Please copy the passage on Christian longing and shalom in full, word for word.

TEXT PROVIDED: Begin

Plantiga effectively explains the longing Christians have for the hope of salvation and renewal in a fallen world.  He constructs a logical argument where he first uses a given that all humans long for something.  We, as humans, need something to keep us alive.  It may be family, friends, God, or our own self love, but every human has an innate desire for something.  As agents of renewal, Plantinga argues that we have a longing for hope.  This hope is not in other people, political systems, or even on our own strength.  Instead it is a hope in Jesus Christ and the prospect of Shalom.  This idea of shalom where everything is as it should be is very important to Plantiga’s argument.  Shalomj is not simply “peace”.  It is utter perfection through Jesus Christ.  We as Christians have a longing for shalom and so we hope for the coming of Jesus Christ at which point perfection will be evident.

TEXT PROVIDED: End
RECORD EXTRACTS: Begin

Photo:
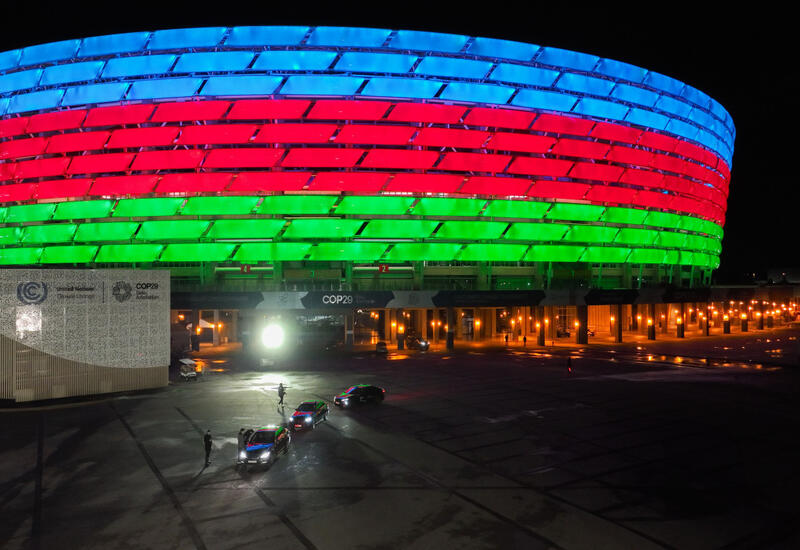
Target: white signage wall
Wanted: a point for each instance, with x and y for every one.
(72, 320)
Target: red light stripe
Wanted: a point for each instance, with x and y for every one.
(487, 185)
(62, 189)
(143, 137)
(193, 183)
(98, 164)
(215, 134)
(118, 115)
(295, 133)
(355, 182)
(81, 141)
(427, 112)
(120, 186)
(375, 134)
(474, 162)
(599, 172)
(563, 125)
(168, 160)
(400, 158)
(190, 111)
(322, 158)
(278, 109)
(558, 190)
(499, 118)
(424, 183)
(540, 167)
(337, 109)
(20, 148)
(580, 148)
(17, 192)
(449, 137)
(505, 141)
(257, 182)
(59, 120)
(243, 158)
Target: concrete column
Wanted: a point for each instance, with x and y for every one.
(582, 316)
(451, 321)
(195, 327)
(349, 329)
(650, 321)
(215, 329)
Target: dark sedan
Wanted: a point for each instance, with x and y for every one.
(308, 414)
(358, 395)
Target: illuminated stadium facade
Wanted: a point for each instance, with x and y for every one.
(298, 158)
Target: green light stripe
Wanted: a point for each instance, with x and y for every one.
(493, 252)
(20, 256)
(322, 228)
(383, 206)
(30, 213)
(68, 254)
(448, 207)
(266, 252)
(171, 229)
(434, 252)
(284, 205)
(516, 209)
(78, 210)
(142, 208)
(399, 229)
(606, 254)
(245, 229)
(129, 253)
(554, 253)
(591, 234)
(355, 252)
(575, 212)
(537, 231)
(219, 206)
(197, 252)
(118, 231)
(44, 234)
(471, 230)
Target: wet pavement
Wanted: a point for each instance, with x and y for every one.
(484, 448)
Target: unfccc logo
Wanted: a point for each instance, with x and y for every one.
(32, 292)
(337, 299)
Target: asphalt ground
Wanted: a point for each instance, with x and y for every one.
(484, 448)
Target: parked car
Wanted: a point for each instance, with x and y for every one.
(308, 414)
(359, 395)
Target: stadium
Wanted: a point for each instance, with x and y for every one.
(262, 164)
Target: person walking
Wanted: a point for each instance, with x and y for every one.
(281, 393)
(207, 444)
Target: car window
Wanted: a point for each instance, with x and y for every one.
(262, 438)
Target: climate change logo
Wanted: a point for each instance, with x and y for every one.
(121, 291)
(32, 292)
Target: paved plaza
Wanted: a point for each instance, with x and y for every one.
(487, 447)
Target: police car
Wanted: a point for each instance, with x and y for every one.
(264, 445)
(308, 414)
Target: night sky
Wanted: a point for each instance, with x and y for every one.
(745, 60)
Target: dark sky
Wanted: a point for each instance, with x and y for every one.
(747, 60)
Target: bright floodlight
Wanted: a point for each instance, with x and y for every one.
(272, 336)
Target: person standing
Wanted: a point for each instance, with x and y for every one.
(207, 444)
(281, 393)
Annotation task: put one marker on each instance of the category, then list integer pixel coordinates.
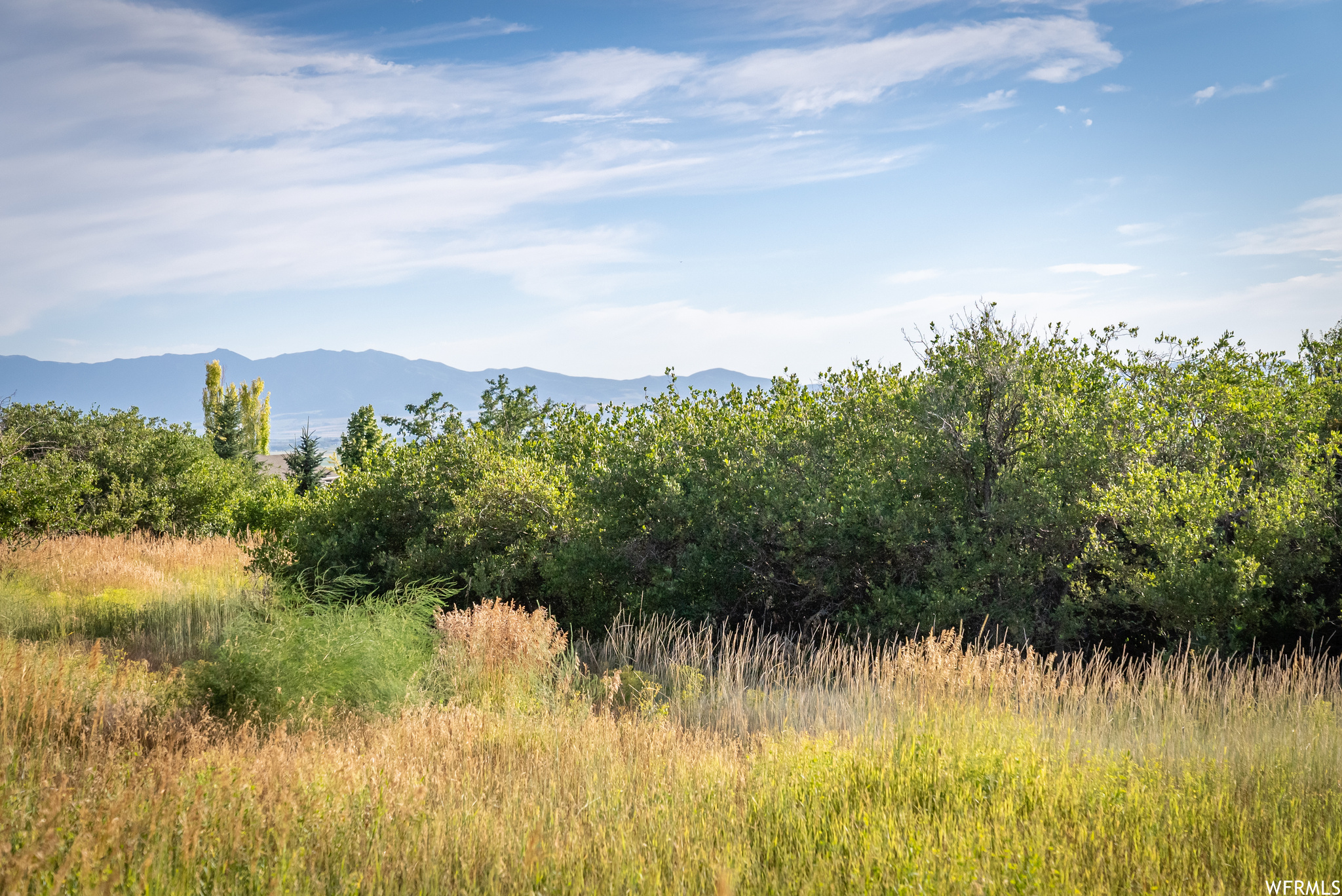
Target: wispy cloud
(799, 82)
(992, 102)
(1216, 92)
(161, 149)
(1102, 270)
(442, 33)
(1317, 230)
(1143, 234)
(914, 276)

RECORD EXTRACTS: End

▶ **RESPONSE AREA**
Plantiga effectively explains the longing Christians have for the hope of salvation and renewal in a fallen world.  He constructs a logical argument where he first uses a given that all humans long for something.  We, as humans, need something to keep us alive.  It may be family, friends, God, or our own self love, but every human has an innate desire for something.  As agents of renewal, Plantinga argues that we have a longing for hope.  This hope is not in other people, political systems, or even on our own strength.  Instead it is a hope in Jesus Christ and the prospect of Shalom.  This idea of shalom where everything is as it should be is very important to Plantiga’s argument.  Shalomj is not simply “peace”.  It is utter perfection through Jesus Christ.  We as Christians have a longing for shalom and so we hope for the coming of Jesus Christ at which point perfection will be evident.